# [EXERCISE REQUIREMENTS]
The records that follow are to be given again exactly.

═══ MATERIAL PROVIDED ═══

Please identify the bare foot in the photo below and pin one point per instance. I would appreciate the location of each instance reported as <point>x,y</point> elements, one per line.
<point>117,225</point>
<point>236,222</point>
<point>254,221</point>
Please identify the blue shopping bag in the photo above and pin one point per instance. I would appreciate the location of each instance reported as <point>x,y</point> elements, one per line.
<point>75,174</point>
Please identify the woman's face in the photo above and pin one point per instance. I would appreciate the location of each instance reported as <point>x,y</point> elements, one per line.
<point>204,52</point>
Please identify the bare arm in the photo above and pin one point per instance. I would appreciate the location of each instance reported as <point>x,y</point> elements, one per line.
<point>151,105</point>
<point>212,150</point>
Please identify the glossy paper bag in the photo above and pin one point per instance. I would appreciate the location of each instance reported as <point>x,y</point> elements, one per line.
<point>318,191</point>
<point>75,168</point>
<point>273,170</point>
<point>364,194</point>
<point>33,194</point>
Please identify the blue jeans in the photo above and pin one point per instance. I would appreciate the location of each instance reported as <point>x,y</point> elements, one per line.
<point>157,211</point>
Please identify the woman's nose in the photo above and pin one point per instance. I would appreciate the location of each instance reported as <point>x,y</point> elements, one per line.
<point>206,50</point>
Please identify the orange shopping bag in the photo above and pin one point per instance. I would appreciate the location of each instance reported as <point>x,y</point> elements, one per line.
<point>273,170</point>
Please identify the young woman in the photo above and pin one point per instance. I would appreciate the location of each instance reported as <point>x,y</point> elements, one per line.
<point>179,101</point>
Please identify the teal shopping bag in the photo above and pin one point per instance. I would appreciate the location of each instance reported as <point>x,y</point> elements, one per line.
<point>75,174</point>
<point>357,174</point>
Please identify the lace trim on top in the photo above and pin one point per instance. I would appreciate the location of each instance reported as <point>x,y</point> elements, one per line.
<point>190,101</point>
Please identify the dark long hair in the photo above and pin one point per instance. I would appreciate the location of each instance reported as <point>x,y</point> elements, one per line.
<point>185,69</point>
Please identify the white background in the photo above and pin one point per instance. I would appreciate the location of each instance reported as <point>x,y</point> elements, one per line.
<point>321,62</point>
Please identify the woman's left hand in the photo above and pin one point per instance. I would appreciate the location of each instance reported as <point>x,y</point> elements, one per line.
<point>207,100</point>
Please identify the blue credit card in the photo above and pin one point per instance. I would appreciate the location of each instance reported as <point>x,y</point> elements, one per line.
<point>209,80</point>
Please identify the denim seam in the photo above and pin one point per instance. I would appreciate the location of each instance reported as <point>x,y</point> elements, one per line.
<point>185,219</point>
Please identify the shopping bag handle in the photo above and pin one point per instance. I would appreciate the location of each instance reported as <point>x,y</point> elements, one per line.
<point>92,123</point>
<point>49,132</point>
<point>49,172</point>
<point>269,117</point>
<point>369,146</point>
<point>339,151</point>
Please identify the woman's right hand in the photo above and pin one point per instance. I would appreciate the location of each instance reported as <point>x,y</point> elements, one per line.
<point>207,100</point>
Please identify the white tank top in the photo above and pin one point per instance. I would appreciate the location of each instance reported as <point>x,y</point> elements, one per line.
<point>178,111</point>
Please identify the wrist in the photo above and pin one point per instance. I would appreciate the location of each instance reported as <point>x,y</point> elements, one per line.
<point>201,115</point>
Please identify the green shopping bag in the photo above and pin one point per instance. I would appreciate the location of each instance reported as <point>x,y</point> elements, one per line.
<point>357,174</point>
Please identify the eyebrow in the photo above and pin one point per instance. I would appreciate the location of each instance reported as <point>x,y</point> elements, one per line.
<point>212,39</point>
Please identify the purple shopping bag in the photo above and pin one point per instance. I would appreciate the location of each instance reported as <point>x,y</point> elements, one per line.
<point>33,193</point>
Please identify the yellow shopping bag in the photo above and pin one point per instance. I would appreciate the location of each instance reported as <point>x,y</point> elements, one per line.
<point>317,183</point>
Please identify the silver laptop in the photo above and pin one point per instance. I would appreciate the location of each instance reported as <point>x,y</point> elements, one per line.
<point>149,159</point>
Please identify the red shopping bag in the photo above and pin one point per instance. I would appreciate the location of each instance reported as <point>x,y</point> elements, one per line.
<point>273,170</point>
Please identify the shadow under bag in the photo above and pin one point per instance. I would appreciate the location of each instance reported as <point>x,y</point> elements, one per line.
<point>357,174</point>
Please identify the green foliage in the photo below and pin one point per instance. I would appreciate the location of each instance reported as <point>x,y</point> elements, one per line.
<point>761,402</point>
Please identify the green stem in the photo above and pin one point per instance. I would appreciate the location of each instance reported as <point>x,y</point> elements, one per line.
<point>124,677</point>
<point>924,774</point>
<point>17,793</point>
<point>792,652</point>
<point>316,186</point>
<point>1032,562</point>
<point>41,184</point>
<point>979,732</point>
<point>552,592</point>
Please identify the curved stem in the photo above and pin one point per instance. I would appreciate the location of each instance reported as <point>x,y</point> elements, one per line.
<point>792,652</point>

═══

# [EXERCISE OUTPUT]
Please identify the bare foot in the photo below and pin one point per instance. I would appreciate the location of each instance reported as <point>x,y</point> elements, one per line.
<point>117,225</point>
<point>236,222</point>
<point>254,221</point>
Please identify the blue shopping bag in the photo above and pin one point per instance. I would appreciate the location of each instance reported as <point>x,y</point> elements, one per line.
<point>75,174</point>
Please identify the woman's face in the photo above and pin one point per instance. I would appreciate the location of each instance reported as <point>x,y</point> elements, one per line.
<point>204,52</point>
Please identify the bare arm in the photo above and pin one point per instance. I would appreciate the location of each instance reported as <point>x,y</point> elements, one per line.
<point>151,105</point>
<point>212,150</point>
Please identify the glossy paper bag in the photo above and pin one point per instance. I would appreciate the location of each instance reported as <point>x,y</point> elements, one per line.
<point>318,191</point>
<point>75,168</point>
<point>273,170</point>
<point>364,194</point>
<point>33,194</point>
Please identify the blue jeans in the photo above and pin one point per instance. I would appreciate the location of each instance reported as <point>x,y</point> elements, one per line.
<point>157,211</point>
Please identify the woman's nose in the photo above and pin one point per instance. I would appreciate the location of each instance reported as <point>x,y</point> elements, one per line.
<point>206,50</point>
Please identify the orange shopping bag in the photo above and pin one point per instance. I would appreciate the location of each instance reported as <point>x,y</point> elements, one per line.
<point>273,170</point>
Please identify the young woman in the photo above and pin one point per instance. I would appreciate the location of each instance reported as <point>x,y</point> elements, one per line.
<point>179,101</point>
Please identify the teal shopping bag in the photo above and pin one point per instance. I would appreciate the location of each instance reported as <point>x,y</point> elements, one per line.
<point>75,174</point>
<point>357,174</point>
Please identify the lace trim on top in the photo above and pin one point per instance. I would appreciate the location of each instance reported as <point>x,y</point> elements, one per line.
<point>190,101</point>
Please identify the dark long hair in the photo above and pin one point per instance. I would appreciate the location of each instance reported as <point>x,y</point> elements, one per line.
<point>185,69</point>
Please identify the white background in the photo above and pin one point per instance. I would appreciate the location of each instance reported as <point>x,y</point> elements, one per line.
<point>321,62</point>
Please identify the woman's left hand in the photo above and pin one point per instance. I would appreciate the location of each instance reported as <point>x,y</point> elements, one per line.
<point>207,100</point>
Please identify the blue credit card in the photo above and pin one point per instance. I would appreciate the location of each instance reported as <point>x,y</point> elements, one per line.
<point>209,80</point>
Please identify the denim seam in the photo above and pin one point per instance. I would appreciate the location of each instance reported as <point>x,y</point> elements, one per line.
<point>185,219</point>
Please identify the shopping bag handle in the photo above and pin one point per instance. I would appreciate the location of each instance reported as <point>x,y</point> elements, one per line.
<point>92,123</point>
<point>49,132</point>
<point>49,172</point>
<point>269,117</point>
<point>369,146</point>
<point>339,151</point>
Please identify the woman's right hand in the photo above and pin one point per instance. I would appreciate the location of each instance reported as <point>x,y</point> elements, one per line.
<point>207,100</point>
Please identify the white tank top in the photo above and pin one point per instance. I would appreciate the location of each instance reported as <point>x,y</point> elements, one per line.
<point>178,111</point>
Please identify the wrist in the photo above and pin one point per instance. I would appreciate the location of each instance reported as <point>x,y</point> elements, one per line.
<point>201,115</point>
Please identify the green shopping bag in the photo above and pin one point per instance. I would appreciate the location of each instance reported as <point>x,y</point> elements, one per line.
<point>357,174</point>
Please identify the eyebrow in the photo above and pin one point per instance. I would appreciate the location of each instance reported as <point>x,y</point> elements, one per line.
<point>212,39</point>
Please identify the purple shopping bag in the photo above and pin one point per instance. I would appreciate the location of each instance reported as <point>x,y</point> elements, one per line.
<point>33,193</point>
Please identify the yellow shopping bag in the photo above and pin one point per instance. I would appreciate the location of each instance reported as <point>x,y</point> elements, one per line.
<point>317,183</point>
Please identify the silver laptop in the photo above and pin one point per instance. I would appreciate the location of each instance reported as <point>x,y</point> elements, one per line.
<point>149,159</point>
Please identify the red shopping bag in the photo above and pin one point per instance. I would appreciate the location of each instance reported as <point>x,y</point> elements, one per line.
<point>273,170</point>
Please identify the shadow under bag in the photo above and pin one point per instance. I would appreciate the location of each instance reported as <point>x,y</point> elements, one per line.
<point>357,174</point>
Please identify the green foliage in the photo below and pin one point per instance. I would appreciate the location of each instance reported as <point>x,y</point> elements, one per line.
<point>761,402</point>
Please identify the green stem in the photo above and pin one point per instance. I would appreciate the location of each instance reported as <point>x,y</point> elements, one per line.
<point>124,677</point>
<point>924,774</point>
<point>17,793</point>
<point>792,652</point>
<point>316,186</point>
<point>1032,562</point>
<point>41,184</point>
<point>979,732</point>
<point>552,592</point>
Please identify the curved stem in the photo above and pin one point per instance. I would appreciate the location of each instance reported as <point>x,y</point> elements, one per line.
<point>792,652</point>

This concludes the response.